Twenty miles south of us is a mega-mall called Coconut Point with every store you've ever heard of---and quite a few you don't know. My wife and I drove there Saturday because I needed to go to the Apple Store to check out my iPod.

Last summer in England, I cleverly knocked a glass of red wine with my elbow and saturated my iPod. I desperately and immediately sopped ip up with paper towels. It played in a muted way briefly and then conked out. I rarely use it here since I have it on my computer, but I figured, if I were to use it in England this summer, I better see if it were salvageable or needed replacement, so to the Apple I went.

We walked into this chromium and glass palace, a high-tech heaven, where the first thing I noticed was that I was light years older than anyone else in the place. At least 75% were teenagers or younger. and most of the remaining 25% were probably their parents.

I blithely walked up to one of the blue t-shirted floor walkers and started to explain my problem. He politely cut me short and explained I had "to make an appointment" and took me to the back of a store where another attendant, who looked seventeen, registered me on his iPad and informed me it would be twenty minutes before anyone would be available to help me.

We looked around the store, laid out in a series of tables filled with laptops, iPads and iPods, chockablock with people and sales personnel, testing, playing and explaining the variety of wares. It became increasingly apparent that this relatively young company is a sellers market. How many products do you know that generate 20 billion ($20,000,000,000!!!) in sales their first year---but that is exactly what the iPad did! They are brilliant marketers, creating a mystique that they are a special world, and you are lucky to be able to partake of it.

** Requirements **
1. In the account of the Apple Store visit, why did the writer decide to take the iPod to the store?
2. Retype the part of the account of the Apple Store visit starting at "We walked into" and ending at "probably their parents.".

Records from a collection
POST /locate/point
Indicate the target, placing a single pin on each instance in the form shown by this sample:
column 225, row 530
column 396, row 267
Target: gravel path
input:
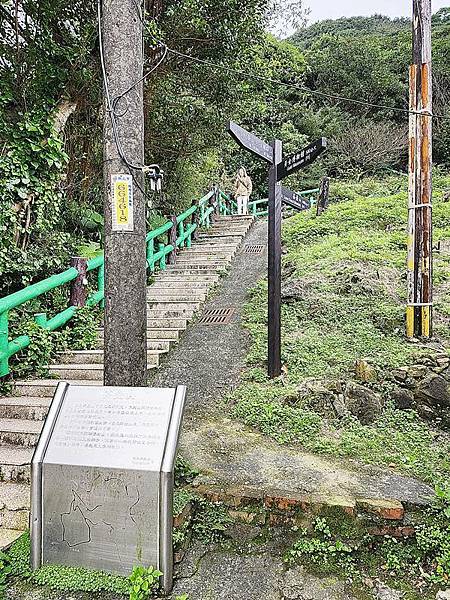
column 209, row 358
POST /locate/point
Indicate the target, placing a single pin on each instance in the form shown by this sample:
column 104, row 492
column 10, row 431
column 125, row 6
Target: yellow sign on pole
column 122, row 203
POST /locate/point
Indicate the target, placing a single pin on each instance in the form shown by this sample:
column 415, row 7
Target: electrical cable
column 299, row 87
column 303, row 88
column 111, row 103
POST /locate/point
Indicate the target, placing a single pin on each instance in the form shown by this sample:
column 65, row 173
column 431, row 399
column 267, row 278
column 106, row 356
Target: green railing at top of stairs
column 180, row 230
column 258, row 208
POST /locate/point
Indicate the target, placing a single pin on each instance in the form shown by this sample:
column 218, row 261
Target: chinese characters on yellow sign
column 122, row 203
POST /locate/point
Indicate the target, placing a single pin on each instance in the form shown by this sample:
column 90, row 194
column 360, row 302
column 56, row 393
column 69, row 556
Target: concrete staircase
column 173, row 299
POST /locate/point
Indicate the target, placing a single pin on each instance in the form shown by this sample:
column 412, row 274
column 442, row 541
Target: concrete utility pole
column 125, row 228
column 420, row 258
column 274, row 265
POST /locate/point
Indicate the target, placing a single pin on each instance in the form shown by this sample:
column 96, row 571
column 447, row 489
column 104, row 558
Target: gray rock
column 362, row 402
column 402, row 398
column 297, row 584
column 434, row 390
column 294, row 289
column 383, row 592
column 417, row 371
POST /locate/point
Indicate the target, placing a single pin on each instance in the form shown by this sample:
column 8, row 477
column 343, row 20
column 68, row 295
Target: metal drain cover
column 217, row 316
column 257, row 249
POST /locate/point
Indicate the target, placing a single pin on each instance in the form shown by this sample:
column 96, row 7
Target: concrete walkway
column 208, row 360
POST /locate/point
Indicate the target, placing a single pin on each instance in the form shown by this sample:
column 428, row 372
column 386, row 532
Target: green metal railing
column 180, row 229
column 259, row 208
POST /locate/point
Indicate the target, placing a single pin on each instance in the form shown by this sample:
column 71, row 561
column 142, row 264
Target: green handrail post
column 40, row 319
column 172, row 240
column 181, row 234
column 150, row 254
column 4, row 358
column 162, row 260
column 194, row 219
column 101, row 283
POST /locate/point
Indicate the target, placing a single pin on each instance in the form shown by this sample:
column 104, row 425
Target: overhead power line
column 300, row 87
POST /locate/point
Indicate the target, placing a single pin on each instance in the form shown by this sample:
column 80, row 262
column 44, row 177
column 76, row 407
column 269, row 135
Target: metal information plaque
column 102, row 479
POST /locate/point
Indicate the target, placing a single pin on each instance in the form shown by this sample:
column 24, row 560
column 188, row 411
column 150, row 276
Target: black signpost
column 279, row 169
column 294, row 200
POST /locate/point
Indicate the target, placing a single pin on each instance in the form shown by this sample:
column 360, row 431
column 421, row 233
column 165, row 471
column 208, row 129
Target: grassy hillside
column 353, row 26
column 343, row 311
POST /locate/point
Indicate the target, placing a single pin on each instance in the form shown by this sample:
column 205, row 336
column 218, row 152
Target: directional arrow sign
column 294, row 200
column 250, row 142
column 300, row 159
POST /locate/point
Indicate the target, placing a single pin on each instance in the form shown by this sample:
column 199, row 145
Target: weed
column 143, row 582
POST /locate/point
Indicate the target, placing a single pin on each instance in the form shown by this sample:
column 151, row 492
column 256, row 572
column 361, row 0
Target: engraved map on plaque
column 101, row 478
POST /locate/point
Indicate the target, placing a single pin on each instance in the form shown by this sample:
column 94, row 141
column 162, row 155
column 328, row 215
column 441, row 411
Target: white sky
column 333, row 9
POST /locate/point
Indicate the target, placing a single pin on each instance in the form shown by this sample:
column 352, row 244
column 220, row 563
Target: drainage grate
column 258, row 249
column 218, row 316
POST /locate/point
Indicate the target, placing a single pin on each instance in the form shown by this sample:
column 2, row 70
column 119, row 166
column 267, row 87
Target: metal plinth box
column 102, row 479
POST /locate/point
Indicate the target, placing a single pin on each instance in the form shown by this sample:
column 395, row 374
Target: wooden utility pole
column 420, row 259
column 125, row 351
column 274, row 264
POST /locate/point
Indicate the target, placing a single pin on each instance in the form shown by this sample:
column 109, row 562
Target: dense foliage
column 343, row 298
column 367, row 58
column 51, row 110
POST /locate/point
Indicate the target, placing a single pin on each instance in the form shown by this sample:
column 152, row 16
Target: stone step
column 20, row 407
column 179, row 285
column 96, row 356
column 14, row 506
column 46, row 387
column 216, row 266
column 168, row 322
column 181, row 307
column 15, row 463
column 200, row 259
column 167, row 313
column 8, row 537
column 19, row 432
column 200, row 251
column 176, row 296
column 236, row 229
column 195, row 279
column 178, row 271
column 212, row 248
column 210, row 237
column 186, row 289
column 165, row 334
column 169, row 333
column 152, row 344
column 89, row 371
column 207, row 268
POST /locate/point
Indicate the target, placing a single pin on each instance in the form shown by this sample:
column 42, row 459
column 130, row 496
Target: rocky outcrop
column 425, row 387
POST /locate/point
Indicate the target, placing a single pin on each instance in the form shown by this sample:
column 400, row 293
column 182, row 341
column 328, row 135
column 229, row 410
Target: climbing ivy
column 32, row 168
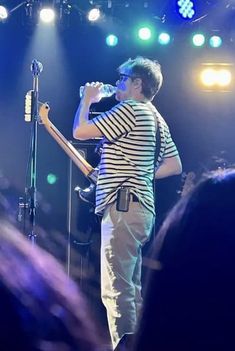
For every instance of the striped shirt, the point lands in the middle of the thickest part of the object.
(128, 155)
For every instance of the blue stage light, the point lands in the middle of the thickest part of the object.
(186, 8)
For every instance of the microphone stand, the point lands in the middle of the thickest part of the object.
(30, 202)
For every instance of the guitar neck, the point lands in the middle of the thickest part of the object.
(69, 149)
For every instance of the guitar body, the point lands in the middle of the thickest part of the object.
(91, 173)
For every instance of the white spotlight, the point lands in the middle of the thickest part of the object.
(93, 14)
(47, 15)
(3, 13)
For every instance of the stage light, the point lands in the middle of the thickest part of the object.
(164, 38)
(94, 14)
(3, 13)
(51, 178)
(47, 15)
(144, 33)
(186, 8)
(198, 39)
(111, 40)
(217, 76)
(215, 41)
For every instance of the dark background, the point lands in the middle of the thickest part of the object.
(202, 123)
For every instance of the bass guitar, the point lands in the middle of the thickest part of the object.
(91, 173)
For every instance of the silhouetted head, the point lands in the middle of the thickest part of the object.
(189, 302)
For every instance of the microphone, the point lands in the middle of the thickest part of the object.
(36, 67)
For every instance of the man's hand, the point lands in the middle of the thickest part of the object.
(92, 92)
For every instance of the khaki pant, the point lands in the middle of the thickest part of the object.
(122, 237)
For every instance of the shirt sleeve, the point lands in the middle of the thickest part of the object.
(170, 148)
(116, 122)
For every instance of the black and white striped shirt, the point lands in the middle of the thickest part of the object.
(128, 155)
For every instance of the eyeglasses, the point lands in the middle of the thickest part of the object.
(123, 77)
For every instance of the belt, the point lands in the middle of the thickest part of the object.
(134, 198)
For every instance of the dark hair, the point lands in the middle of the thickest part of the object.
(41, 308)
(148, 71)
(189, 300)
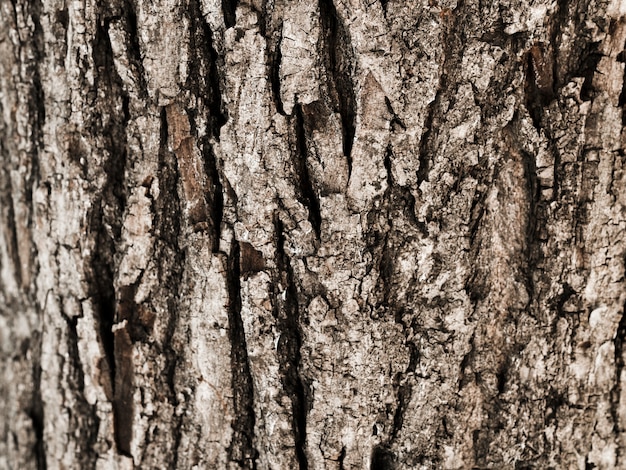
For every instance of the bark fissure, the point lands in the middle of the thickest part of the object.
(169, 224)
(289, 344)
(620, 362)
(36, 411)
(241, 449)
(229, 9)
(302, 173)
(274, 59)
(340, 58)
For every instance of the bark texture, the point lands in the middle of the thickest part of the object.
(322, 234)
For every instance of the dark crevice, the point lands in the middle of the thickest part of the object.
(134, 48)
(383, 459)
(36, 411)
(241, 449)
(340, 56)
(616, 392)
(204, 74)
(167, 219)
(204, 81)
(342, 458)
(229, 10)
(383, 4)
(103, 292)
(621, 57)
(288, 318)
(106, 222)
(424, 150)
(302, 173)
(84, 415)
(275, 58)
(453, 40)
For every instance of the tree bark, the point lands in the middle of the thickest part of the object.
(328, 234)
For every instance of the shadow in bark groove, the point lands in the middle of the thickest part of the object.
(167, 210)
(274, 58)
(229, 10)
(36, 412)
(616, 392)
(302, 173)
(382, 459)
(337, 47)
(288, 317)
(241, 449)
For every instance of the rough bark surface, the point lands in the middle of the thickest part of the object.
(324, 234)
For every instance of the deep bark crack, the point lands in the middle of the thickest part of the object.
(340, 57)
(241, 449)
(302, 173)
(288, 318)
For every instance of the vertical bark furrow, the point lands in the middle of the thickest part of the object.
(289, 344)
(307, 191)
(36, 407)
(134, 48)
(274, 59)
(340, 69)
(241, 449)
(229, 9)
(454, 300)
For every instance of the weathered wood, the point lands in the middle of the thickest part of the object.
(333, 234)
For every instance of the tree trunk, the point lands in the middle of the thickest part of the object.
(325, 234)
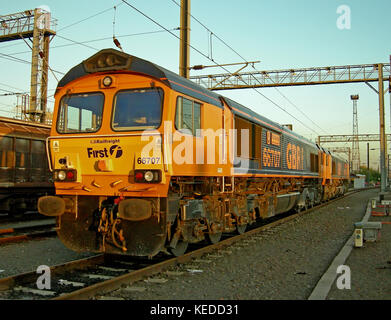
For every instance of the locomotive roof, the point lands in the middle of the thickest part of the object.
(123, 61)
(131, 63)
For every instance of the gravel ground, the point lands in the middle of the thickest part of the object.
(285, 262)
(370, 268)
(27, 256)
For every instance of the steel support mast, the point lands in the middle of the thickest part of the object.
(355, 144)
(37, 25)
(184, 51)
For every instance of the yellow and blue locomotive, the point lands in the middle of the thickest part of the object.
(144, 161)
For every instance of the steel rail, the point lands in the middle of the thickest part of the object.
(133, 276)
(115, 283)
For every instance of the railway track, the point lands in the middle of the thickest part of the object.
(23, 233)
(84, 279)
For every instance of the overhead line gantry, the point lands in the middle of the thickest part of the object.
(37, 25)
(364, 73)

** Solutions per task **
1. The writer had spilled red wine on the iPod the previous summer in England, and it stopped working. Because the writer might use it in England again this summer, they wanted to find out whether it could be saved or needed replacing.

2.
We walked into this chromium and glass palace, a high-tech heaven, where the first thing I noticed was that I was light years older than anyone else in the place. At least 75% were teenagers or younger. and most of the remaining 25% were probably their parents.